Natural-language object grounding data
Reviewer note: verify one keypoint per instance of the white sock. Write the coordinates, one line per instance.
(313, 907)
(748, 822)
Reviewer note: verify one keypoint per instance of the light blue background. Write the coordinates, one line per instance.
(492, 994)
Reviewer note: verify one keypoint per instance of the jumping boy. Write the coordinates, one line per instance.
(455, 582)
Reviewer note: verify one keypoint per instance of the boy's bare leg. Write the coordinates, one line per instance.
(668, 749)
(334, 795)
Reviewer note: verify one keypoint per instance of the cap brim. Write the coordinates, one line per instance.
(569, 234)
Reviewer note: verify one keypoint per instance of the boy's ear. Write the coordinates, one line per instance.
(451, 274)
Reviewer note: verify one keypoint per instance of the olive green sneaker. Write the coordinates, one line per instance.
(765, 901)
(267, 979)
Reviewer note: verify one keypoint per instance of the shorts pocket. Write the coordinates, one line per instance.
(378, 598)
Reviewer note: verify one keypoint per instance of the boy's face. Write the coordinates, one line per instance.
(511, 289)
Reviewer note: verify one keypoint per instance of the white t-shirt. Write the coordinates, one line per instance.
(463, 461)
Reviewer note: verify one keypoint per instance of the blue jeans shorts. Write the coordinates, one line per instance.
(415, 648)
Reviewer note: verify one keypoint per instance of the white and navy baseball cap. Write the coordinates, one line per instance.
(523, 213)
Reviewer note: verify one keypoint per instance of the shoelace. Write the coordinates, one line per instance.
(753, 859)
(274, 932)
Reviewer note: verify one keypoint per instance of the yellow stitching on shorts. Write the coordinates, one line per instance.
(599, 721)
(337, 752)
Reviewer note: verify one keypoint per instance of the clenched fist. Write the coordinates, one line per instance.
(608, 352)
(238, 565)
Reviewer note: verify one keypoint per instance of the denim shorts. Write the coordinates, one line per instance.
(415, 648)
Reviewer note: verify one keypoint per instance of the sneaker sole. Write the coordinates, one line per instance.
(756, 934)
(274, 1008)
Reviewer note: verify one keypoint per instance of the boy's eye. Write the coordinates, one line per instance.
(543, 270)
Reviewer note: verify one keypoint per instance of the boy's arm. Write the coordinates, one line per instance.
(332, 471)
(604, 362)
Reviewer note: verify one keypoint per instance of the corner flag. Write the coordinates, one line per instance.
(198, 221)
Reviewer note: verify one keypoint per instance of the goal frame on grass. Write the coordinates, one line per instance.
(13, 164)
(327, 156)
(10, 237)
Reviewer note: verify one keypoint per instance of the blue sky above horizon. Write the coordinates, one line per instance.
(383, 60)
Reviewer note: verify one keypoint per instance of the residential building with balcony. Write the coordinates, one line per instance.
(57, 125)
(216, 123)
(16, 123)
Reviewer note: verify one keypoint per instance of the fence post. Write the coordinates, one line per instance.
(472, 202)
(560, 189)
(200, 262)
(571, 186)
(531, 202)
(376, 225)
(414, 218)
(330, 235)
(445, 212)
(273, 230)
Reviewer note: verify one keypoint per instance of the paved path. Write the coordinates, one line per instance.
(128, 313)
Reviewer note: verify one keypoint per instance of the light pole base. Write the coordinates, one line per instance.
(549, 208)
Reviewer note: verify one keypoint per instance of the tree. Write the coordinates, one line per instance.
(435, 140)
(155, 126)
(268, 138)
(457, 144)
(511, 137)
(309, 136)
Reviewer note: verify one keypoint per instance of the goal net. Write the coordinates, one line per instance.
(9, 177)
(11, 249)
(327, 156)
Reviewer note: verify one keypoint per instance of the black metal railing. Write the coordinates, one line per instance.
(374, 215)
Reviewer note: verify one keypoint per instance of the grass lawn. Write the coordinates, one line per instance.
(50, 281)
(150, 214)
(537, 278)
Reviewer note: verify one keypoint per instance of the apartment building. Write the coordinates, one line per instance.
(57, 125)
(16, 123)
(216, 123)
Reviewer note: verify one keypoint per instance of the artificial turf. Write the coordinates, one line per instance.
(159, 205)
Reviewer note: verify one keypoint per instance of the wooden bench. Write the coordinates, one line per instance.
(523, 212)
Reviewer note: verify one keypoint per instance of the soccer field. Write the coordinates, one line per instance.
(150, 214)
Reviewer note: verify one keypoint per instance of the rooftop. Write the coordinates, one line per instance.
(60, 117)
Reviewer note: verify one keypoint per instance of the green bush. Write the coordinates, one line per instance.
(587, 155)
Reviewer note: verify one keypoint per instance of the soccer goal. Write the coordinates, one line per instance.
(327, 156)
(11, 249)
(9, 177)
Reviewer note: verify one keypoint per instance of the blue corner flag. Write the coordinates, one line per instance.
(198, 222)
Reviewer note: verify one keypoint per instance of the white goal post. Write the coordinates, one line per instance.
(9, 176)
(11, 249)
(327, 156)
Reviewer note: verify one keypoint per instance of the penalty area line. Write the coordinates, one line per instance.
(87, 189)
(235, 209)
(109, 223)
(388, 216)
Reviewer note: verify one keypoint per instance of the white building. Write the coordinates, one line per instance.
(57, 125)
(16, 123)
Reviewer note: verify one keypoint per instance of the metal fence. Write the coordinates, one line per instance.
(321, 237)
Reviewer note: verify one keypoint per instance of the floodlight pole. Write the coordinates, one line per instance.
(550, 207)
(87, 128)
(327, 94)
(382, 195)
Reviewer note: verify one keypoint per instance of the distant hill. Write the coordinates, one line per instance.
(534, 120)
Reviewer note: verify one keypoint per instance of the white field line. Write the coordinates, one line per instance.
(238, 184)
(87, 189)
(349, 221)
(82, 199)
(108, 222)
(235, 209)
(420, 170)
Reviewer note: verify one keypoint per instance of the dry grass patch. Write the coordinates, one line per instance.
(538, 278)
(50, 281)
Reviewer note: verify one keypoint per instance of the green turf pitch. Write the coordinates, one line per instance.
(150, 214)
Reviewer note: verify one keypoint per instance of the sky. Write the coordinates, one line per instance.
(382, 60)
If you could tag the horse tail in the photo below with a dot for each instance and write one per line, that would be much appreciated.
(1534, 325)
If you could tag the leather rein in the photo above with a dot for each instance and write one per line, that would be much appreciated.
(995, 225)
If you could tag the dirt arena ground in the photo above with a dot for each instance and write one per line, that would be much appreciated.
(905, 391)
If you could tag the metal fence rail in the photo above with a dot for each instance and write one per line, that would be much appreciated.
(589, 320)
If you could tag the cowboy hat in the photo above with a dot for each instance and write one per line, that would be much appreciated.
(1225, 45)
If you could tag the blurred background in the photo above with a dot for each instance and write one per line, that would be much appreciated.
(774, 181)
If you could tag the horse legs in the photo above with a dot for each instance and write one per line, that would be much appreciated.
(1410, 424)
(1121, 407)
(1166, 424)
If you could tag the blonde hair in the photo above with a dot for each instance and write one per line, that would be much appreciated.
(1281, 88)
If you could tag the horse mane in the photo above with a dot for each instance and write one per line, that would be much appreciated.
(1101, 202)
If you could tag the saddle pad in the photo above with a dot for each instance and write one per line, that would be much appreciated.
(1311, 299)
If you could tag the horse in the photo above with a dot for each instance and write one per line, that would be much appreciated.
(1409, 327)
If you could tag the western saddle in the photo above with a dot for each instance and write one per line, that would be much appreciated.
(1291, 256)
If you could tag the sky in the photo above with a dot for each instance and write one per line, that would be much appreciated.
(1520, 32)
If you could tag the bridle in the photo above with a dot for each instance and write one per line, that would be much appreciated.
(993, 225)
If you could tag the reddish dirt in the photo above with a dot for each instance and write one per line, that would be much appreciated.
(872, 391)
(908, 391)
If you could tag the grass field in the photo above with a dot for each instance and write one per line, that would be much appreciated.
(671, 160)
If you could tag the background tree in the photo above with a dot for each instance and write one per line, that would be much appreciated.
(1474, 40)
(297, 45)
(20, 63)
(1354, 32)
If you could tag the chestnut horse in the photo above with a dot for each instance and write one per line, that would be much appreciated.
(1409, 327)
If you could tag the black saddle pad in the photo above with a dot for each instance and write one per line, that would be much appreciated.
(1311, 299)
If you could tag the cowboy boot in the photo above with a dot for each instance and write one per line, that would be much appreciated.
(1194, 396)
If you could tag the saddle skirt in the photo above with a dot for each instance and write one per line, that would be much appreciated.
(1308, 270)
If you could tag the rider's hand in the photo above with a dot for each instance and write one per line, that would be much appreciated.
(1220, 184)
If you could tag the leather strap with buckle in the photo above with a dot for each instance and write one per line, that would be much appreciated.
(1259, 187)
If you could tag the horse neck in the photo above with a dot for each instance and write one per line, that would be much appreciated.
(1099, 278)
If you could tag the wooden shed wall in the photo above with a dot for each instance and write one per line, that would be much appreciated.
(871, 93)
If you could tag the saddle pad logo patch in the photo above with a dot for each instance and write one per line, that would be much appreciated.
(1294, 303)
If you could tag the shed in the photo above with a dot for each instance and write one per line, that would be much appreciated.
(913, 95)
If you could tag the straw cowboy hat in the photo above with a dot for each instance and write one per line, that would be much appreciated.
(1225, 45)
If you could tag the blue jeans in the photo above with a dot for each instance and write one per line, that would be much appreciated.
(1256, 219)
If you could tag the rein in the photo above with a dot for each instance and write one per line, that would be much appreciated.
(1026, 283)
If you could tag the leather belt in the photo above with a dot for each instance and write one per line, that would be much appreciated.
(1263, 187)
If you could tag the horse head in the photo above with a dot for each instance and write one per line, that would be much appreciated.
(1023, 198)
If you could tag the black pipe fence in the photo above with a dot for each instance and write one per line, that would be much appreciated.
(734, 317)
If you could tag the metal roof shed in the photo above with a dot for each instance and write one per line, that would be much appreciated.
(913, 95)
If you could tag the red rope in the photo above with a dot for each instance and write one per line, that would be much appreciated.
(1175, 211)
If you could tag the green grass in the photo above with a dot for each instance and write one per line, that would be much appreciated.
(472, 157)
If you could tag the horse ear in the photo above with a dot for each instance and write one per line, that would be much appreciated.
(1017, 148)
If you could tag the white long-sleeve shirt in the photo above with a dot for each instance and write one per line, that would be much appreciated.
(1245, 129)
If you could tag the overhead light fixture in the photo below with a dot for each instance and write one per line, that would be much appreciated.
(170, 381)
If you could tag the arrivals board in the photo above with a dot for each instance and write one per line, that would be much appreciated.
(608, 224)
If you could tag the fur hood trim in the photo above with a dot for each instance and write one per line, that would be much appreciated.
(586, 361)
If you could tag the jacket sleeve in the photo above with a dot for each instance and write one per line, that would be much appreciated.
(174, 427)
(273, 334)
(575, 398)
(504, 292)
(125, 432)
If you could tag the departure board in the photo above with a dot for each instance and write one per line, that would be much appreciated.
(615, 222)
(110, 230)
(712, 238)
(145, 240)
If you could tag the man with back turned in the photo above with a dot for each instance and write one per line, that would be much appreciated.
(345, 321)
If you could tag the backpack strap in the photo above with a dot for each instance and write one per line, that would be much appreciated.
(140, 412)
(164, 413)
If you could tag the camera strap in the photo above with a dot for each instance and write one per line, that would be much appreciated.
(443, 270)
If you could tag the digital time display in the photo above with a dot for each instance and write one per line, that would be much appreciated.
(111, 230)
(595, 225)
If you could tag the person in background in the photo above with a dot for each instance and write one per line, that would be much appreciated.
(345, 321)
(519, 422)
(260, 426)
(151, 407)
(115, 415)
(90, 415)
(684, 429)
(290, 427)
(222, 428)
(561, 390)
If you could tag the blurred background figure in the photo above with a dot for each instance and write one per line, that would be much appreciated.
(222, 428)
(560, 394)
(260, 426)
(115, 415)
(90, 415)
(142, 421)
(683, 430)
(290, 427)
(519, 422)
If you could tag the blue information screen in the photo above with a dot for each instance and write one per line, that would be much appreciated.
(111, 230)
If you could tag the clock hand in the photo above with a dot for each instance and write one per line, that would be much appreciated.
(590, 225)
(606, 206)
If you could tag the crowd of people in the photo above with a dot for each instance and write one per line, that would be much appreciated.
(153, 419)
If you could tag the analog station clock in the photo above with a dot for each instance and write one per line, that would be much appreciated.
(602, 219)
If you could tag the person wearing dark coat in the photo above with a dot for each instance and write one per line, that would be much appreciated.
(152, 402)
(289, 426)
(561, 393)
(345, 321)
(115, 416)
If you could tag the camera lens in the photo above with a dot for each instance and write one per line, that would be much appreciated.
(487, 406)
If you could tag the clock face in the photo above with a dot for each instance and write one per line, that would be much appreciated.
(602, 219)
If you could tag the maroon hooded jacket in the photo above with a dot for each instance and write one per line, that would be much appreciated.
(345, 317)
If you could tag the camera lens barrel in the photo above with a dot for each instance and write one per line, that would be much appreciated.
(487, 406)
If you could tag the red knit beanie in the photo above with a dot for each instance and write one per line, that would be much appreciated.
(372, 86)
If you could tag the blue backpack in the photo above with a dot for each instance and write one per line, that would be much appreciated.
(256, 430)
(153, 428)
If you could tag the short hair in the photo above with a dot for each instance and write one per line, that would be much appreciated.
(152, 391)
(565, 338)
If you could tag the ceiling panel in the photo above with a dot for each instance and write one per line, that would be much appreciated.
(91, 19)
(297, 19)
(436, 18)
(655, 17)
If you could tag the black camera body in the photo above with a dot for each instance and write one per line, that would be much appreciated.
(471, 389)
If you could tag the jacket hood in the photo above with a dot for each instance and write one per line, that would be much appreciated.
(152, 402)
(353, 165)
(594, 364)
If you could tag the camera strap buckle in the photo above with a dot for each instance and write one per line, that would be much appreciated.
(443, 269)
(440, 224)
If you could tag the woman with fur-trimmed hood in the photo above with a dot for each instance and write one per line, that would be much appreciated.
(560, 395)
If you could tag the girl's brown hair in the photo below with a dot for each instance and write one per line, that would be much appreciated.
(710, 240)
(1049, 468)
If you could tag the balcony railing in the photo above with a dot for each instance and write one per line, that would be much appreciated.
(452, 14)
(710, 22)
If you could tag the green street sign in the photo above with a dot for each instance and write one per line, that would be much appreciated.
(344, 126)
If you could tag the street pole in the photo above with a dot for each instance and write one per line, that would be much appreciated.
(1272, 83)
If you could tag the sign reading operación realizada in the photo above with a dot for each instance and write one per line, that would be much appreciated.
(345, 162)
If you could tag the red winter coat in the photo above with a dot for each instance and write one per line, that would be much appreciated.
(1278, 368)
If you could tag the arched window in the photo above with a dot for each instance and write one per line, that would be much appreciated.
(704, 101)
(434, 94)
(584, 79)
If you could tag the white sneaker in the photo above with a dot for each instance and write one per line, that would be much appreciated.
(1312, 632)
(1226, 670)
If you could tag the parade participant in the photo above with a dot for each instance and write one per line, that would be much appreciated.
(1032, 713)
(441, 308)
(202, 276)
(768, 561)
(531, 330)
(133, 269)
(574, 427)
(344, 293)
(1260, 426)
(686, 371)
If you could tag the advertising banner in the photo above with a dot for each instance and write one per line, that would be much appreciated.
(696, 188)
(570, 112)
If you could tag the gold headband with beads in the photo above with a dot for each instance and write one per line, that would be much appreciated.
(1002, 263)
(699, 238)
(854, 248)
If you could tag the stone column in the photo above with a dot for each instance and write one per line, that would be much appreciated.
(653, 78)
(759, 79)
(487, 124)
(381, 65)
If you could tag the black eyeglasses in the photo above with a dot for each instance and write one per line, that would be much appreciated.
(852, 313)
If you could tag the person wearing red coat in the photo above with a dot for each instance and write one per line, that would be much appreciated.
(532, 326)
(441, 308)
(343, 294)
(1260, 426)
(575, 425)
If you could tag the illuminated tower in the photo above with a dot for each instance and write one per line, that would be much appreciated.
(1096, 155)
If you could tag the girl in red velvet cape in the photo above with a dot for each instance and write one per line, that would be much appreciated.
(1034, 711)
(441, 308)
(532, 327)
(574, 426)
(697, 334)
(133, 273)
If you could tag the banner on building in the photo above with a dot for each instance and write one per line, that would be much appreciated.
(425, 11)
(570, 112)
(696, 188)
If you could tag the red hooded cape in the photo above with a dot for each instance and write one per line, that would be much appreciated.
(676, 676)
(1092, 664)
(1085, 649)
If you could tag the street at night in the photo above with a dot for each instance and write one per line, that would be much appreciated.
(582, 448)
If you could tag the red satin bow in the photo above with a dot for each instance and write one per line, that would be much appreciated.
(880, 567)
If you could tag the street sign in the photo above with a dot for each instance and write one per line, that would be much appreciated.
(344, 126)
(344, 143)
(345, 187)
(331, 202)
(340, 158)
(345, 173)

Task details. Reproduce the records above exactly, starting with the line that contains "If you could tag the girl in" and ending with the last line.

Worked solution.
If you could tag the girl in red velvet cape in the photo above with a dot for each instance and write one per line, that would be much appreciated.
(1034, 711)
(441, 308)
(532, 327)
(574, 426)
(697, 334)
(133, 273)
If you could tag the banner on building in the photo above with a dot for each instance and write one per line, that would be much appreciated.
(425, 11)
(570, 112)
(696, 188)
If you could tag the red hooded cape in the photo above with a dot for each instance and write one per line, that would be much appreciated.
(676, 676)
(1092, 664)
(1085, 649)
If you could tag the street at night in the photo above with a dot for each instance and write one per line, that would be much appreciated.
(582, 448)
If you could tag the red satin bow in the photo above with a dot for each instance and write one per line, that would be much appreciated.
(880, 567)
If you could tag the street sign in the photo above with a dot for each instance and write one per line, that would be much appreciated.
(344, 126)
(344, 143)
(345, 187)
(331, 202)
(340, 158)
(345, 173)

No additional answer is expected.